Output exactly the lines that run from the line with "person in blue" to the end of the material, both ends included, and no other lines.
*** Opening Data section ***
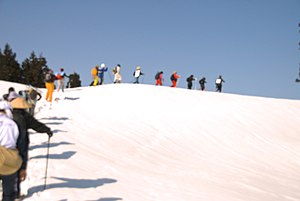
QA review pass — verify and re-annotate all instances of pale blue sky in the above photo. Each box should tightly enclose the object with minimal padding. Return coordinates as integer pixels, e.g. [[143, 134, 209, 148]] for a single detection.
[[0, 0, 299, 99]]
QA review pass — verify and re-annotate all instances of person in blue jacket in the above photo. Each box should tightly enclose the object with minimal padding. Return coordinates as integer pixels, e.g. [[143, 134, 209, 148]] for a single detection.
[[98, 63, 108, 85]]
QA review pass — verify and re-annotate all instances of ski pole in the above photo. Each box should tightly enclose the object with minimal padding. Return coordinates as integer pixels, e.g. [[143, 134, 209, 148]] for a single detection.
[[44, 136, 51, 190]]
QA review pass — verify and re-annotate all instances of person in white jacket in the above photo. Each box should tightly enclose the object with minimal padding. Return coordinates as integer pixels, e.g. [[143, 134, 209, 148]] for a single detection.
[[0, 100, 22, 201], [113, 64, 122, 84]]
*** Closing Data section ***
* **Exercise response**:
QA review pass — verify and re-annotate all instances of person in blue jacket in the above photo. Each box should tightly enclose the object with minimal padding. Return coordinates as integer pixels, e.g. [[143, 134, 209, 148]] for a single detection.
[[98, 63, 108, 85]]
QA review pass — verify and re-annotate all instances of ski pole in the above photo. Each box should tightly enclose the object with minimal padding. Return coordinates as integer pixels, e.g. [[143, 134, 209, 148]] for a single detection.
[[44, 136, 51, 190]]
QA review pass — verify and re-annotate all instances of person in white jacket in the above photo. Each box should tightly enclose the object with minimal padding. Return coordinates as integer pixels, e.g. [[143, 134, 209, 148]] for a single detection.
[[0, 100, 22, 201], [113, 64, 122, 84]]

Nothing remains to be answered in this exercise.